*STATED GOAL*
Repeat exactly, and only, the lines from the one holding "of the mortar" through the last line of the records below.

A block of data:
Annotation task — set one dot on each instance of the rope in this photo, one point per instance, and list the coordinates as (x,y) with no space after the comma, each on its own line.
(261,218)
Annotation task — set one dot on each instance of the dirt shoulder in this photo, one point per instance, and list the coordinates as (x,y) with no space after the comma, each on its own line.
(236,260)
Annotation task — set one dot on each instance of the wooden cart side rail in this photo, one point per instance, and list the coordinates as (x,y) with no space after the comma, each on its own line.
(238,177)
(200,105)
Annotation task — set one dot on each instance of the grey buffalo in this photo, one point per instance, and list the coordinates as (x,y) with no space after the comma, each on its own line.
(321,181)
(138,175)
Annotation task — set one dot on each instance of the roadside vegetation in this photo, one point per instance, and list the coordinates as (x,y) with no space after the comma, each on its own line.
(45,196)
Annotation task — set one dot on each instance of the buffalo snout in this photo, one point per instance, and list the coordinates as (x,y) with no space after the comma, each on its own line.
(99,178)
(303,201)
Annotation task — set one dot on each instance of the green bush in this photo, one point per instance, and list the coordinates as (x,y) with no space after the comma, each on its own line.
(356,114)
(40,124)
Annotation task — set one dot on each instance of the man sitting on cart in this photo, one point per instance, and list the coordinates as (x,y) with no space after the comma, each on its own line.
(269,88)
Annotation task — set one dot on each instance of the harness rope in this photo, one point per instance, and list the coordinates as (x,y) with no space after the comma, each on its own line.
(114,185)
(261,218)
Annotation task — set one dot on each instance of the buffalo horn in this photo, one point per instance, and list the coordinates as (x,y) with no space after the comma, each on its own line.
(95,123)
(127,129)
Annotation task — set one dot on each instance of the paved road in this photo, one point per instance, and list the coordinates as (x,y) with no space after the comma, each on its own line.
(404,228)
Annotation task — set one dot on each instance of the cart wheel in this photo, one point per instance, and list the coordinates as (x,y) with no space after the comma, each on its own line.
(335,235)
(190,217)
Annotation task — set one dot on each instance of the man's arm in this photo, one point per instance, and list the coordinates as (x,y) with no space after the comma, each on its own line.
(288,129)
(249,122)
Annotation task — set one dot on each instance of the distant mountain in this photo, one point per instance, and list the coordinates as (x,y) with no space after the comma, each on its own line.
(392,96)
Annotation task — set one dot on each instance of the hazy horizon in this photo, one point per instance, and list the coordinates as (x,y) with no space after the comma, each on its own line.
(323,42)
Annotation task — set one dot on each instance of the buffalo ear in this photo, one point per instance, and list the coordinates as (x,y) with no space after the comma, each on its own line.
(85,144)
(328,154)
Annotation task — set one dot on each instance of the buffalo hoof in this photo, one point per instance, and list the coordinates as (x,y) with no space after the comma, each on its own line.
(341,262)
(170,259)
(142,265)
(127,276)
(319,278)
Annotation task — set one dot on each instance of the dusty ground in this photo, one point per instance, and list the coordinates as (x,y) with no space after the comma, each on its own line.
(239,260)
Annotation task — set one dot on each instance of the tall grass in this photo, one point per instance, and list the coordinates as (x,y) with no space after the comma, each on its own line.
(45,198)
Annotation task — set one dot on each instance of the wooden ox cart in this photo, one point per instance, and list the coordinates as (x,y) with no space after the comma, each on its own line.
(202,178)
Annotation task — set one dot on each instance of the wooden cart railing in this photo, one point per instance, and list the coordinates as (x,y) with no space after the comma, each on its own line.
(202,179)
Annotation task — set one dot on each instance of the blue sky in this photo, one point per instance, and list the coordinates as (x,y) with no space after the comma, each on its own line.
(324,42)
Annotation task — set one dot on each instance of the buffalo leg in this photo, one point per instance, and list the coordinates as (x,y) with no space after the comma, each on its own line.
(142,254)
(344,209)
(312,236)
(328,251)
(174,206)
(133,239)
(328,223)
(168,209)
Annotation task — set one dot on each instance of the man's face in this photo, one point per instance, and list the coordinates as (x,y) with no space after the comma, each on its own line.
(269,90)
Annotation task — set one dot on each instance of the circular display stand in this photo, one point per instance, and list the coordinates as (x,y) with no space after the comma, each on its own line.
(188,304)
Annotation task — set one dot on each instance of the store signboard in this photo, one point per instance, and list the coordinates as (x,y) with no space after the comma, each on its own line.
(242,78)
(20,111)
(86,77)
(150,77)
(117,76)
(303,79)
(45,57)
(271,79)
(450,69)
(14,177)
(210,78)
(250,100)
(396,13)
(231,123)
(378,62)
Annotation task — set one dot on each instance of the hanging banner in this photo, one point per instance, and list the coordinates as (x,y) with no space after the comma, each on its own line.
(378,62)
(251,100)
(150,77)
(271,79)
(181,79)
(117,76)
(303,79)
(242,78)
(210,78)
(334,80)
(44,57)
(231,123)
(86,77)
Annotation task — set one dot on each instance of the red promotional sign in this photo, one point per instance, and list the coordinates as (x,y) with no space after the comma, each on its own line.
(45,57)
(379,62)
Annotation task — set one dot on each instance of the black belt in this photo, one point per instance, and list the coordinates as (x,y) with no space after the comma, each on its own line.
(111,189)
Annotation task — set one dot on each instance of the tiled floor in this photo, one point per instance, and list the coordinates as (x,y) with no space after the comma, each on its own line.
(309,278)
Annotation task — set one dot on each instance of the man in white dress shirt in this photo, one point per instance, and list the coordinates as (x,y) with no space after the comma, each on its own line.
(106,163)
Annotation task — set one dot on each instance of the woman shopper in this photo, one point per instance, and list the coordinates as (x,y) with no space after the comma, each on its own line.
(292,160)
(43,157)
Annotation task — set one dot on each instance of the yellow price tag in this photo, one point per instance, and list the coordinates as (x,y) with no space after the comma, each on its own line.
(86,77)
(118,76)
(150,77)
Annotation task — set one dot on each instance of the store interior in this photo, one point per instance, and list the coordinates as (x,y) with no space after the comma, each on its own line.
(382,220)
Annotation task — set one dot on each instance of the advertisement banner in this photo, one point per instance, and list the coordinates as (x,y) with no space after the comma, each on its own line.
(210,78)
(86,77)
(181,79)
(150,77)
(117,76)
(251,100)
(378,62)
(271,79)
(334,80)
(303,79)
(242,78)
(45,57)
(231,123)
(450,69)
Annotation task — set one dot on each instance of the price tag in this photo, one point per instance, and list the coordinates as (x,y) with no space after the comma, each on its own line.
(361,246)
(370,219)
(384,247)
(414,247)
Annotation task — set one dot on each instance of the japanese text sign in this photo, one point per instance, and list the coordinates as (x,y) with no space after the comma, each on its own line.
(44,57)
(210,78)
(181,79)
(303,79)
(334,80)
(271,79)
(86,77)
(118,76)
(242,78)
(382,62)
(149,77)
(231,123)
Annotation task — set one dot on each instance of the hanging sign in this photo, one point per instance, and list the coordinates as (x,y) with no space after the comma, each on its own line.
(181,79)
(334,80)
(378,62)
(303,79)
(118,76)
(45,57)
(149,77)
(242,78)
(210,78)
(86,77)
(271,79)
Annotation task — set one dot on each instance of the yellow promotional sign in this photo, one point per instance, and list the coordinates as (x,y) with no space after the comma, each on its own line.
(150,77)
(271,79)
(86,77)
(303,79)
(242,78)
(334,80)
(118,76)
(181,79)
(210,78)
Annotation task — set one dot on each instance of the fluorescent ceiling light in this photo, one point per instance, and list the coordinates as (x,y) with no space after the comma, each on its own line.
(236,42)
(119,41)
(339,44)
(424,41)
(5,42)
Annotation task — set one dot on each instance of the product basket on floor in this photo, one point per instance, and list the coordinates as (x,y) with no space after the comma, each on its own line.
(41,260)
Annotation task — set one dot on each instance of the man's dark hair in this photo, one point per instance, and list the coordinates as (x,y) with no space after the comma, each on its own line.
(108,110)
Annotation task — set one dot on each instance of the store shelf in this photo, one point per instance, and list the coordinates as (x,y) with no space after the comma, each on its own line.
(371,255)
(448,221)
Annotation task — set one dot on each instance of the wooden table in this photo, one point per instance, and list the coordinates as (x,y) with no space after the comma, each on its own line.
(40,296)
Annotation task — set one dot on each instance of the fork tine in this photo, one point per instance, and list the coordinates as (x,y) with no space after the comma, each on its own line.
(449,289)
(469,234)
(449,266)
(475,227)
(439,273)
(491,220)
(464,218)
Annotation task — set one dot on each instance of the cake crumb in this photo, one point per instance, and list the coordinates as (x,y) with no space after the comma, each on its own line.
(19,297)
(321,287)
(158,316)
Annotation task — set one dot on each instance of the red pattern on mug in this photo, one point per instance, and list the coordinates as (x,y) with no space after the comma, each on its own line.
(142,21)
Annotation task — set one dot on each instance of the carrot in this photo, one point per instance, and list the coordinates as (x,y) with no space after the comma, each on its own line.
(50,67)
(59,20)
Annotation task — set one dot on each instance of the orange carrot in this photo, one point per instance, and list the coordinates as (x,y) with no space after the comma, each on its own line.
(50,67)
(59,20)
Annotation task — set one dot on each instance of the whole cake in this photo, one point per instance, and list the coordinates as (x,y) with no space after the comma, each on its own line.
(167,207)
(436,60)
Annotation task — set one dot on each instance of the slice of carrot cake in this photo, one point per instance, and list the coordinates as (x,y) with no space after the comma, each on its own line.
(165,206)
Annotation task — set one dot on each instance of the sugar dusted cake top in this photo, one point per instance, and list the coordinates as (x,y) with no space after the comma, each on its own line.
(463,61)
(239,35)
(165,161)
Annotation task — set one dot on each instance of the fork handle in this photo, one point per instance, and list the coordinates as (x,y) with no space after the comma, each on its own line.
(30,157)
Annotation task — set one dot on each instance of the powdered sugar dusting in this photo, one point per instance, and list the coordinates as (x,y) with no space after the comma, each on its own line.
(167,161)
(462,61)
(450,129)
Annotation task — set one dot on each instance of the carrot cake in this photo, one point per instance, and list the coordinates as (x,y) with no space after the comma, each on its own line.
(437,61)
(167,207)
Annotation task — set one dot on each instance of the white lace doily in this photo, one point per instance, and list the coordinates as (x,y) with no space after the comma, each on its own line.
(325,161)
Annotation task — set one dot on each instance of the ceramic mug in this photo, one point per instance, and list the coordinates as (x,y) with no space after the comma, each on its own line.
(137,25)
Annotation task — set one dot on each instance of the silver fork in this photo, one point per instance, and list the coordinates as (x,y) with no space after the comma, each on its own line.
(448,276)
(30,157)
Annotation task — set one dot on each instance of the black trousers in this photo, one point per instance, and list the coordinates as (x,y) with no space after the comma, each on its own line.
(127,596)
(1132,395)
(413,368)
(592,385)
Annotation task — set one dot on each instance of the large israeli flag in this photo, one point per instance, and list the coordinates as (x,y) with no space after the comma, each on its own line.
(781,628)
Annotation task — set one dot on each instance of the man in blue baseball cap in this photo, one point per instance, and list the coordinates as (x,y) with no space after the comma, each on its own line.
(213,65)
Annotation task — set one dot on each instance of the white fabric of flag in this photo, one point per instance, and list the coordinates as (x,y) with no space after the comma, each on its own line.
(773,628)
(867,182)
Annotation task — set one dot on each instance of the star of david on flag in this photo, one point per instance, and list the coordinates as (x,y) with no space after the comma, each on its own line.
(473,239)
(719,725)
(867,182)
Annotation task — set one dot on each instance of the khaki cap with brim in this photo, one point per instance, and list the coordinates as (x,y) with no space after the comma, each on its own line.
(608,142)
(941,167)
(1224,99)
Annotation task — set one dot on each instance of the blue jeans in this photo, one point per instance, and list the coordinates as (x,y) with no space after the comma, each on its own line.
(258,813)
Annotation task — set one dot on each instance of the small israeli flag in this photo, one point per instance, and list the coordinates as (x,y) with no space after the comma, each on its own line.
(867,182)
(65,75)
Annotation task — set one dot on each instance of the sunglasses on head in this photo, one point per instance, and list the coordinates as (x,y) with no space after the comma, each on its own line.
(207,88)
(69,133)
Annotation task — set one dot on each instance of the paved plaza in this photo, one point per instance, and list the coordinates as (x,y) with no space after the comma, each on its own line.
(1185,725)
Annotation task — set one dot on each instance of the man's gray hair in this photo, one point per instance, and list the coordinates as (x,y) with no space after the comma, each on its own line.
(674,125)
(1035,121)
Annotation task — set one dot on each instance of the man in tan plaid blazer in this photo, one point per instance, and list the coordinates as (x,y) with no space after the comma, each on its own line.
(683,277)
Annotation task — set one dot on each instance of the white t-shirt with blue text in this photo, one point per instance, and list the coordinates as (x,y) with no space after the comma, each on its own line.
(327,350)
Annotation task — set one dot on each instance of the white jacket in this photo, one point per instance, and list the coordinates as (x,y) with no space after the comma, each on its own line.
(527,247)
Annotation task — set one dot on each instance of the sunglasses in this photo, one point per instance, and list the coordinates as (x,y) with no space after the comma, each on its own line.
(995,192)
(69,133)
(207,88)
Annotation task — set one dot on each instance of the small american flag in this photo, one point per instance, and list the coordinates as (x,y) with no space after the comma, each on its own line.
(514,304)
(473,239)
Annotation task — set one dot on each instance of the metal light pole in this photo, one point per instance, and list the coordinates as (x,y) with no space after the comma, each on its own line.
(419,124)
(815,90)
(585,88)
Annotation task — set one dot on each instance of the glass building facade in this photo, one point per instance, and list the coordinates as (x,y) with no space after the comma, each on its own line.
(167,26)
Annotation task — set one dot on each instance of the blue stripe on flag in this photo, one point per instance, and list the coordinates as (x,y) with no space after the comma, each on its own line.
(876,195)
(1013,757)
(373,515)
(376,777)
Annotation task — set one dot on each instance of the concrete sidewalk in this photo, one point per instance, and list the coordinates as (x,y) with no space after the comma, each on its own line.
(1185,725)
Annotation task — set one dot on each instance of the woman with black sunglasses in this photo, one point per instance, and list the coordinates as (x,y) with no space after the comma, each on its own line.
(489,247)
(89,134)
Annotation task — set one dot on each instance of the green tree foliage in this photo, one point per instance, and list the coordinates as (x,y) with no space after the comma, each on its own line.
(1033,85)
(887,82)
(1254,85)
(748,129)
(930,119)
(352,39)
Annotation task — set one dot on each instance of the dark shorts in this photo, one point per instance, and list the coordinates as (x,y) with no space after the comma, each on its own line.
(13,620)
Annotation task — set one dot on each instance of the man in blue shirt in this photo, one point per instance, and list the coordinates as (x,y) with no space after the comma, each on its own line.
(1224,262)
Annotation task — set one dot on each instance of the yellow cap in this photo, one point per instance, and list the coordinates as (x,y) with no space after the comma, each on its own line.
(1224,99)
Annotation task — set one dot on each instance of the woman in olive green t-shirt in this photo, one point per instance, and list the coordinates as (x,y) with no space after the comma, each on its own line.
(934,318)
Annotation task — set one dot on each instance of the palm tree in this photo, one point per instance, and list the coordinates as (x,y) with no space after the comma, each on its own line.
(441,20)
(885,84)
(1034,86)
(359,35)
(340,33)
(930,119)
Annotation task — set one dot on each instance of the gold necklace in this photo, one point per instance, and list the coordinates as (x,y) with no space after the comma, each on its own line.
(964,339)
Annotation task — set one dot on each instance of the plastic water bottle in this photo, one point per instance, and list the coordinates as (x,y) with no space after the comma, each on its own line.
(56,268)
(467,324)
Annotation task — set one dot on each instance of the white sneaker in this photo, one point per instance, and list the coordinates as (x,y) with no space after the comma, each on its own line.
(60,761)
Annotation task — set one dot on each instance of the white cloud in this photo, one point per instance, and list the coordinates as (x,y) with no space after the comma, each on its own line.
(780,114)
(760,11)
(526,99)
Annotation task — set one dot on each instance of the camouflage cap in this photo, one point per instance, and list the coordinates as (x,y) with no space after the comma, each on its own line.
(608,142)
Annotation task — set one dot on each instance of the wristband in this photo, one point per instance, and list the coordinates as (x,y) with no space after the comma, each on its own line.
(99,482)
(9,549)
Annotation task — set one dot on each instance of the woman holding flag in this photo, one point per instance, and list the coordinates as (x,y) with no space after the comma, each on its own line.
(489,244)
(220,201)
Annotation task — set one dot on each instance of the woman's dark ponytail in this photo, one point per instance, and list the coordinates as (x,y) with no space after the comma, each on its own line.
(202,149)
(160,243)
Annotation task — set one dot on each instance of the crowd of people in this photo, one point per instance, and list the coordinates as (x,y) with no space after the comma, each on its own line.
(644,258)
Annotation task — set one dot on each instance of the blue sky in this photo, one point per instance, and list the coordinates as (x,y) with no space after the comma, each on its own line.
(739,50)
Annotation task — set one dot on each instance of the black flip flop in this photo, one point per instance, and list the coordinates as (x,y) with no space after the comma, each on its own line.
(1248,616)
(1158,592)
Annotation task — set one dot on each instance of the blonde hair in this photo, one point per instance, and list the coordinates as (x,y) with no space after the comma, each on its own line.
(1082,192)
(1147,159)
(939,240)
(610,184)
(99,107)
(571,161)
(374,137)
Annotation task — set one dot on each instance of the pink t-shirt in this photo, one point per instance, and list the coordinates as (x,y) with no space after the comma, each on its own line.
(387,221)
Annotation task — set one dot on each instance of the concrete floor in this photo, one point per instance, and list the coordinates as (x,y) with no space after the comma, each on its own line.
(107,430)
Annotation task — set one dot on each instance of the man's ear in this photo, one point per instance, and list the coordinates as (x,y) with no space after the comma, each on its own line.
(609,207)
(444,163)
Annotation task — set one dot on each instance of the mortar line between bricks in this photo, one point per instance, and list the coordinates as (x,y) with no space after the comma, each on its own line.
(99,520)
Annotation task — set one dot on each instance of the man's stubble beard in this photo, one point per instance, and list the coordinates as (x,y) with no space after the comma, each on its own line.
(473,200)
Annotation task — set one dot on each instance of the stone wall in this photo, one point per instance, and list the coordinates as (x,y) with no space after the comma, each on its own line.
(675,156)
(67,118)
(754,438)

*RESULT FOR THIS TASK*
Annotation task — set one dot on each instance of the mortar line between bricks in this photo, one point per instance, and list the coordinates as (x,y) with no space after the comma, each on its own line.
(99,520)
Annotation task — set one dot on each instance of the man's stubble beard in this photo, one point per instance, and list the coordinates as (x,y) with no space after the comma, each on its own line.
(473,200)
Annotation task — set one dot on each instance of the stone wall in this photo, one point per instance, and list the coordinates as (x,y) with no space after the comma, each on its own line.
(675,156)
(67,118)
(754,438)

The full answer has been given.